_Task details_
Everything from the line containing "Note: the class marks the wooden door" through the final line of the records must be transcribed verbatim; nothing else belongs in the result.

_Exercise input_
****************

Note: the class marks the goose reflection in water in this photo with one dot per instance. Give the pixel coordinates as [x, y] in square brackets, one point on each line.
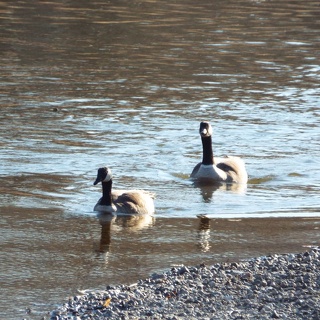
[207, 189]
[204, 232]
[112, 223]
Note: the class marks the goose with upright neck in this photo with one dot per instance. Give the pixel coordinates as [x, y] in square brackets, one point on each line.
[121, 201]
[229, 169]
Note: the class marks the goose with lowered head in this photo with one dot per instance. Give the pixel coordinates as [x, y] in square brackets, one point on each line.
[228, 169]
[121, 201]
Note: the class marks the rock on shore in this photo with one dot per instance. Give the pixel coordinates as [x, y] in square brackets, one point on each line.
[273, 287]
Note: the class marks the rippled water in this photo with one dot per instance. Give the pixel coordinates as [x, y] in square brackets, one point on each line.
[125, 84]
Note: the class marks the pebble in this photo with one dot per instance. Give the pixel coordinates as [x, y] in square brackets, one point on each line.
[273, 287]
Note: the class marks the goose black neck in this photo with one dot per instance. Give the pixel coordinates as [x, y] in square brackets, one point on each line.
[207, 152]
[106, 193]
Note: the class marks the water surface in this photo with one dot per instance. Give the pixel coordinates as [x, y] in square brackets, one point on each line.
[125, 84]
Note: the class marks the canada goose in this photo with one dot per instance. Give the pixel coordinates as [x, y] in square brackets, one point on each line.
[120, 201]
[228, 169]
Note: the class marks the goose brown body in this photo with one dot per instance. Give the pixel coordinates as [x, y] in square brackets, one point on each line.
[122, 201]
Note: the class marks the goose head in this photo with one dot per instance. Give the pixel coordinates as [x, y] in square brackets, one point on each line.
[205, 129]
[104, 175]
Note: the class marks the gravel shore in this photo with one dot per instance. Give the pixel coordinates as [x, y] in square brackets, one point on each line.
[273, 287]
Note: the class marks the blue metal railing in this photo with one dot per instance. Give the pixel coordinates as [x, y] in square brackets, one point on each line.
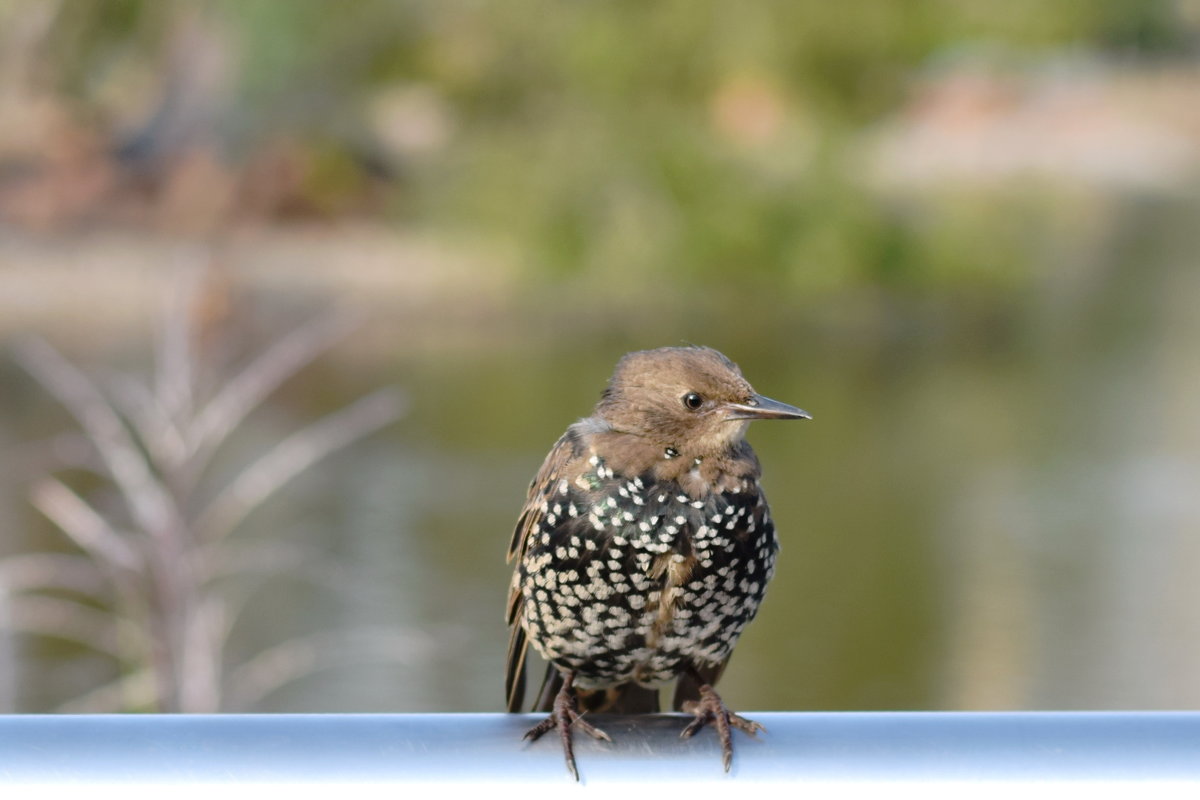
[813, 755]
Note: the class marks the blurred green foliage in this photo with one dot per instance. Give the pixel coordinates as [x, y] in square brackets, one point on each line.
[671, 139]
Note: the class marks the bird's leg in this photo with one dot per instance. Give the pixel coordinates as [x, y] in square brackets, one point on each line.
[709, 708]
[564, 716]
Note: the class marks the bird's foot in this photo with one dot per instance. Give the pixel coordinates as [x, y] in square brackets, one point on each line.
[709, 708]
[564, 716]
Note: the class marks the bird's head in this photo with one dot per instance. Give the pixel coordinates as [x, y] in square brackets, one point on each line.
[689, 398]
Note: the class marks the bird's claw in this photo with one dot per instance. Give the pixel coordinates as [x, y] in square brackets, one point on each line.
[709, 708]
[565, 716]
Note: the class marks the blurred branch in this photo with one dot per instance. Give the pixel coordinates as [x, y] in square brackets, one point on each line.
[250, 388]
[83, 524]
[147, 498]
[42, 571]
[292, 456]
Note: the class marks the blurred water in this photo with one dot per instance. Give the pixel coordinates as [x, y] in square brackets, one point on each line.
[994, 506]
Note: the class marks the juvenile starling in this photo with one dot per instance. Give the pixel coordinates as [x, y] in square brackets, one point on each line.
[645, 547]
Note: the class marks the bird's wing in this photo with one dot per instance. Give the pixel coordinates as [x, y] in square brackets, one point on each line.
[527, 524]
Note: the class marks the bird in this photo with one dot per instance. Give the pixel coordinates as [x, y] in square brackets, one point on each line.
[643, 548]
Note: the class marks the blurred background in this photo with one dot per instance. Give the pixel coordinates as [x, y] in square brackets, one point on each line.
[294, 298]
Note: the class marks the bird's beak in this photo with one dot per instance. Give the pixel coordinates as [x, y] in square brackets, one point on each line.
[763, 408]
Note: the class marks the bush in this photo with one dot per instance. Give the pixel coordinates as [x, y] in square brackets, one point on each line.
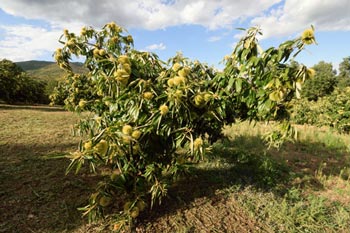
[149, 122]
[332, 110]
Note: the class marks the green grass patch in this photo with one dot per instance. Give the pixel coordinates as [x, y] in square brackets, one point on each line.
[240, 186]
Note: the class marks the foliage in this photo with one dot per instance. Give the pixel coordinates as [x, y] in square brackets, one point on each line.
[332, 110]
[323, 82]
[344, 73]
[17, 86]
[150, 120]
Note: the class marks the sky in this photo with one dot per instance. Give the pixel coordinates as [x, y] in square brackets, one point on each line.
[204, 30]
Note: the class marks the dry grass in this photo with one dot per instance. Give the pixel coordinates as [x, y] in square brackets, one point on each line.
[241, 187]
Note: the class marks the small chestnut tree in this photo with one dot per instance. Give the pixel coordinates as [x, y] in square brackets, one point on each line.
[147, 121]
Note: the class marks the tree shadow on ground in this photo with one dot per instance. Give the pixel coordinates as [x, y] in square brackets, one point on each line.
[245, 162]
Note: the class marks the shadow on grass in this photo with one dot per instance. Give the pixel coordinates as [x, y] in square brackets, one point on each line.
[44, 108]
[36, 195]
[244, 162]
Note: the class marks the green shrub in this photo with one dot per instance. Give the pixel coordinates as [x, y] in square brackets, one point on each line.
[332, 110]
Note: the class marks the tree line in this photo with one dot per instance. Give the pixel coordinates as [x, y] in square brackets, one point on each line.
[16, 86]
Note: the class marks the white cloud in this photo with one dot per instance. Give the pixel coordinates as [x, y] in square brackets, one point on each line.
[214, 38]
[296, 15]
[150, 14]
[153, 47]
[25, 42]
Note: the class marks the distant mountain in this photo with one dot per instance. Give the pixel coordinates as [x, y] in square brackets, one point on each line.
[46, 70]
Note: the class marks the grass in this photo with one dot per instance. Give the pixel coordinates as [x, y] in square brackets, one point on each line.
[240, 187]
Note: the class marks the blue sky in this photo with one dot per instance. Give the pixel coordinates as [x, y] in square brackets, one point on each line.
[200, 29]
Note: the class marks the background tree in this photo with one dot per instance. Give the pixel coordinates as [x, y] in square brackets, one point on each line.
[149, 121]
[344, 73]
[17, 86]
[323, 82]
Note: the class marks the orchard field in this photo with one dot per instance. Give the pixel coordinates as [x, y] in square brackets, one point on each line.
[241, 186]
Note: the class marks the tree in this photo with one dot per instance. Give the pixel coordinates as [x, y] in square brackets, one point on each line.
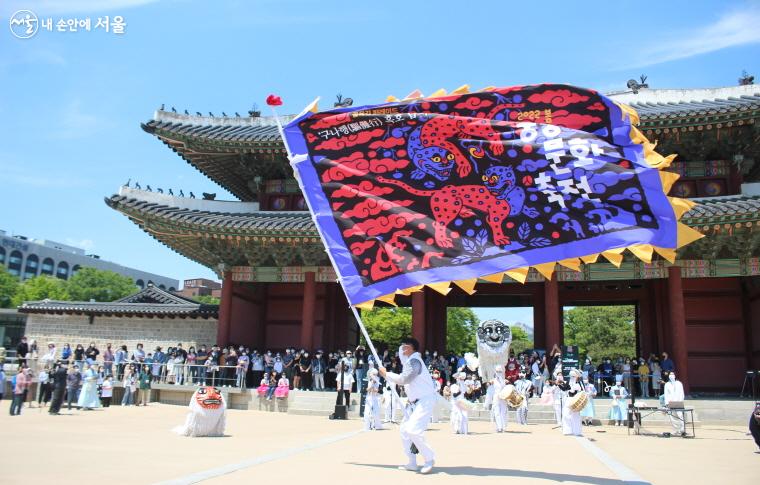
[40, 288]
[600, 331]
[8, 288]
[520, 340]
[206, 299]
[94, 284]
[389, 325]
[461, 330]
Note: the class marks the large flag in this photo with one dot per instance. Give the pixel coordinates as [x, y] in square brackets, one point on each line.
[429, 191]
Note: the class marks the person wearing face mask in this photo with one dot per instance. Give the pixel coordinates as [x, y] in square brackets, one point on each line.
[674, 393]
[304, 368]
[619, 394]
[372, 419]
[499, 406]
[571, 420]
[268, 362]
[606, 370]
[421, 394]
[523, 386]
[588, 412]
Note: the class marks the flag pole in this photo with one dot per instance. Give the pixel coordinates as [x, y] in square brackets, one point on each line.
[324, 241]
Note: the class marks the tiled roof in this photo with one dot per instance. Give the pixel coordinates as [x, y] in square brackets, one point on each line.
[254, 222]
[733, 208]
[228, 129]
[650, 111]
[153, 294]
[150, 301]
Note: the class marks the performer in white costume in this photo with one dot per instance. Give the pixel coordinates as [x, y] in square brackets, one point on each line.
[674, 392]
[587, 413]
[571, 420]
[523, 386]
[619, 394]
[391, 403]
[418, 385]
[207, 414]
[499, 406]
[372, 402]
[493, 339]
[459, 406]
[555, 392]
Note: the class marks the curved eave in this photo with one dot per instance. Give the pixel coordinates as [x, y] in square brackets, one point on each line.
[194, 234]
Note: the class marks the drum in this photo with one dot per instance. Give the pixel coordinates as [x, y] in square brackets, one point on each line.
[506, 391]
[515, 400]
[578, 402]
[465, 405]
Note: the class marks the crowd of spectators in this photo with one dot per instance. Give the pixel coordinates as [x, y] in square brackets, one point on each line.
[238, 366]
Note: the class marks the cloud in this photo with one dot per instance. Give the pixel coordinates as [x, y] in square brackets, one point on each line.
[736, 28]
[86, 244]
[50, 7]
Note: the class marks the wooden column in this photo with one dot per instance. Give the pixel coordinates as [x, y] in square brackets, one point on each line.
[418, 318]
[539, 317]
[552, 313]
[678, 326]
[436, 321]
[309, 305]
[225, 312]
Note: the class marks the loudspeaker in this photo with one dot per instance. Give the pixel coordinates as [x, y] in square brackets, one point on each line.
[340, 412]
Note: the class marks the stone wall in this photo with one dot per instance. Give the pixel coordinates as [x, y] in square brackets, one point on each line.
[129, 331]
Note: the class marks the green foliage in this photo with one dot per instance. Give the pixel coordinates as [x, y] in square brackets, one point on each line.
[520, 340]
[389, 325]
[94, 284]
[8, 288]
[601, 331]
[461, 330]
[40, 288]
[206, 299]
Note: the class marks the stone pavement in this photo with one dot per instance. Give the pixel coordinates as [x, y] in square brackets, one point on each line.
[135, 445]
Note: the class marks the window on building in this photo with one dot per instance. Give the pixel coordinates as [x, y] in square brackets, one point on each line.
[63, 270]
[47, 266]
[32, 263]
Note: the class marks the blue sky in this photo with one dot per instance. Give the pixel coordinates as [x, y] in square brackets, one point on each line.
[71, 103]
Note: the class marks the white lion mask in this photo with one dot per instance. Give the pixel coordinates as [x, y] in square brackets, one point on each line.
[207, 414]
[494, 338]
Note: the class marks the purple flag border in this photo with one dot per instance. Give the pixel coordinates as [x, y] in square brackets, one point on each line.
[356, 292]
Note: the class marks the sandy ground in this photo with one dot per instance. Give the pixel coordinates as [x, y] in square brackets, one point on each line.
[135, 445]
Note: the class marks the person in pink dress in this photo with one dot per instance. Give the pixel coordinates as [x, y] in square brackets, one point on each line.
[283, 387]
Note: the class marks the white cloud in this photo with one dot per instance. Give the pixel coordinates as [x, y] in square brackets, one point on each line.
[736, 28]
[86, 244]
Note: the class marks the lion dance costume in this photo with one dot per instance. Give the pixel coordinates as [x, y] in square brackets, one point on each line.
[207, 416]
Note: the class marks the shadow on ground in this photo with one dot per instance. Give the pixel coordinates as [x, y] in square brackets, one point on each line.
[470, 471]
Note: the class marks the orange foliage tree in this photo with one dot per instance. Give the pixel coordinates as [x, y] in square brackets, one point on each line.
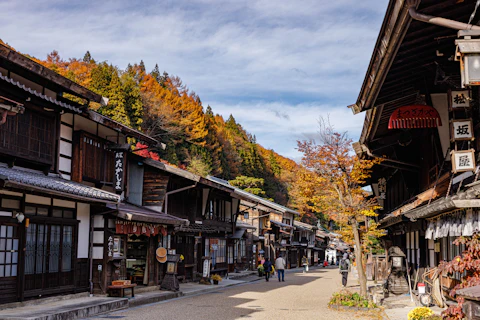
[336, 176]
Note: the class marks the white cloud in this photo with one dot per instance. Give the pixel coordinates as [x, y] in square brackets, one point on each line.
[278, 126]
[286, 53]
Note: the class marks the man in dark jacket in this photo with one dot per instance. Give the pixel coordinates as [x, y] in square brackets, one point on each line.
[267, 267]
[344, 268]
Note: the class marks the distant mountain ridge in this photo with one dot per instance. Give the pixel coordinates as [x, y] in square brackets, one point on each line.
[163, 107]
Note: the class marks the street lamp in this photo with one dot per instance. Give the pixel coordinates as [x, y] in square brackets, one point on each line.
[468, 53]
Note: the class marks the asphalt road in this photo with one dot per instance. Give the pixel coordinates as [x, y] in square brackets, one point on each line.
[301, 296]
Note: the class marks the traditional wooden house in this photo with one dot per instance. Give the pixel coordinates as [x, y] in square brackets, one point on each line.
[304, 240]
[44, 216]
[421, 118]
[209, 207]
[273, 225]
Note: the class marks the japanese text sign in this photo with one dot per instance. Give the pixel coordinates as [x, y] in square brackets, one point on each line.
[463, 160]
[118, 182]
[382, 188]
[461, 129]
[459, 99]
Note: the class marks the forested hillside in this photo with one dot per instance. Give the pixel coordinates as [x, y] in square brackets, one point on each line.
[162, 106]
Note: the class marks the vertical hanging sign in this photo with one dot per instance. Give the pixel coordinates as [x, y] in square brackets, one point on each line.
[461, 129]
[382, 188]
[463, 160]
[110, 248]
[459, 99]
[118, 181]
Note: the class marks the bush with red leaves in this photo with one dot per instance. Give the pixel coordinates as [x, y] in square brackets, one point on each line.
[468, 263]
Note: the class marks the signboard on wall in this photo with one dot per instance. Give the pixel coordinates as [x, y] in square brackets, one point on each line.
[463, 160]
[118, 177]
[382, 188]
[206, 268]
[459, 99]
[110, 248]
[461, 129]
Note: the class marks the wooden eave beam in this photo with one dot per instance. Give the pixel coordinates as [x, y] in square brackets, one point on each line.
[45, 73]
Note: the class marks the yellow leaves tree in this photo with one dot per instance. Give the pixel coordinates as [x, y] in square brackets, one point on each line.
[340, 175]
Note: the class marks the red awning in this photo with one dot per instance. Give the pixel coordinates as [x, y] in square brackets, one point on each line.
[416, 116]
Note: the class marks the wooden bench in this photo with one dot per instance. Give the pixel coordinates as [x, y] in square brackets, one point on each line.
[121, 289]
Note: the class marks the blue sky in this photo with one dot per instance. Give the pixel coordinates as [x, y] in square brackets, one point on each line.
[277, 66]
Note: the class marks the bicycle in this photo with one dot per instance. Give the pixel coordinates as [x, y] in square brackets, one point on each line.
[433, 289]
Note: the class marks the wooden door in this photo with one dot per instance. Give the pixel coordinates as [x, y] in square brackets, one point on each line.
[49, 256]
[9, 257]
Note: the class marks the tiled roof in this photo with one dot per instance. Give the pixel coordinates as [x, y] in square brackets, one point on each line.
[244, 225]
[135, 213]
[24, 179]
[38, 94]
[195, 227]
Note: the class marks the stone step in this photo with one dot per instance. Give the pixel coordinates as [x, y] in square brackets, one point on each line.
[66, 309]
[152, 297]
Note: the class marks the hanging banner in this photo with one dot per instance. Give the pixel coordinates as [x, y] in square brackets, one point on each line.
[463, 160]
[459, 99]
[413, 117]
[461, 129]
[382, 188]
[110, 248]
[118, 181]
[138, 228]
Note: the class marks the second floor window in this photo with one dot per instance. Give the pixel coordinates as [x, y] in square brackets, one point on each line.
[216, 210]
[30, 135]
[95, 161]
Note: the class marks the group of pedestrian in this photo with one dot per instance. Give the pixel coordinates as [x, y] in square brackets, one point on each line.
[279, 267]
[344, 268]
[280, 264]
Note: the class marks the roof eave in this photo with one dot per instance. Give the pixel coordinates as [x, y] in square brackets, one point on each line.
[19, 59]
[394, 27]
[22, 186]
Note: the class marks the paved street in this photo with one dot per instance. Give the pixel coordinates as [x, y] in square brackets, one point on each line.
[301, 295]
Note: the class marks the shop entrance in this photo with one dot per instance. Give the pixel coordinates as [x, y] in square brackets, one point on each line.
[137, 258]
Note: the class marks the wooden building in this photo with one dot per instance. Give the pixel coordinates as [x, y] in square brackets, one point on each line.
[44, 216]
[273, 231]
[414, 102]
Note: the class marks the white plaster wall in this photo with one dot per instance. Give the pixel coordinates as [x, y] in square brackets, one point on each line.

****************

_Output for this task_
Note: the class marks the wooden door in this photo with one dot per instance. Give the pixel coordinates as [x, y] in square brackets, one point on each line.
[49, 256]
[9, 257]
Note: the class marks the tiled roof in this photo with one dot per instance. Give the pixel coordinates as [x, y] in square brackets, one point on each line.
[244, 225]
[135, 213]
[24, 179]
[38, 94]
[195, 227]
Note: the class marks the stone step in this photo with one dot per instance. Give the pixel coordinates as [x, y] in square brackets, one point on each line.
[66, 309]
[152, 297]
Note: the class marks the hanging banner in this photo with one dot per instance. Give the pixel coordinates as [x, y] in square brackets, one point on each line.
[463, 160]
[459, 99]
[413, 117]
[461, 129]
[382, 188]
[110, 248]
[118, 181]
[138, 228]
Note: the class marks the second floor window in this photo with one dot per instance. Give the pixel coordinates as [x, y] in square brackets, one point on each line.
[216, 210]
[30, 135]
[95, 161]
Note: the class marks the group of pedestrian in this photo with one dot per instance. Give the pixel coordinates as [x, y] in square brackets, one point on each line.
[279, 267]
[344, 268]
[280, 264]
Note: the class marks the roof eave in this photo with one dot per instance. Give the pixel coordinates as [x, y] in square brackets, one point on each line.
[19, 59]
[394, 27]
[22, 186]
Note: the class marks the paved street in this photo with one dot per instance. Give the pixel coordinates as [x, y] in square brackets, one point on each line.
[301, 295]
Note: the class marks the shop entrance in this photo with one dot per instance. Give the pixel coordinates as [x, y] in square brackets, one point on each line.
[137, 258]
Note: the class marks the wooden building in this photo with one dot per instance. Give the pixel coordinates as [x, y] in square brackets, one point on each line.
[44, 216]
[273, 231]
[414, 102]
Note: the class marks the white plaster wall in this photo with one dot per instance. Give the pixel coordinates as [x, y] in square brackets, one point on each line.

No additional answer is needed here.